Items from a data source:
— START —

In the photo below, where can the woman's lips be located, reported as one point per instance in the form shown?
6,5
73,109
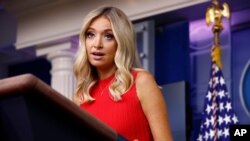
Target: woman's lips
97,55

— END —

§ **Goal**:
Please copy out these rows again, substituting "mouth" for every "lips" and leaving everything else unchanged, with the pictures left out.

§ **Result of this task**:
In the photo below, where can the woman's mouth be located, reported as one point per instance in the form shown?
6,5
73,109
Target: woman's mouth
97,55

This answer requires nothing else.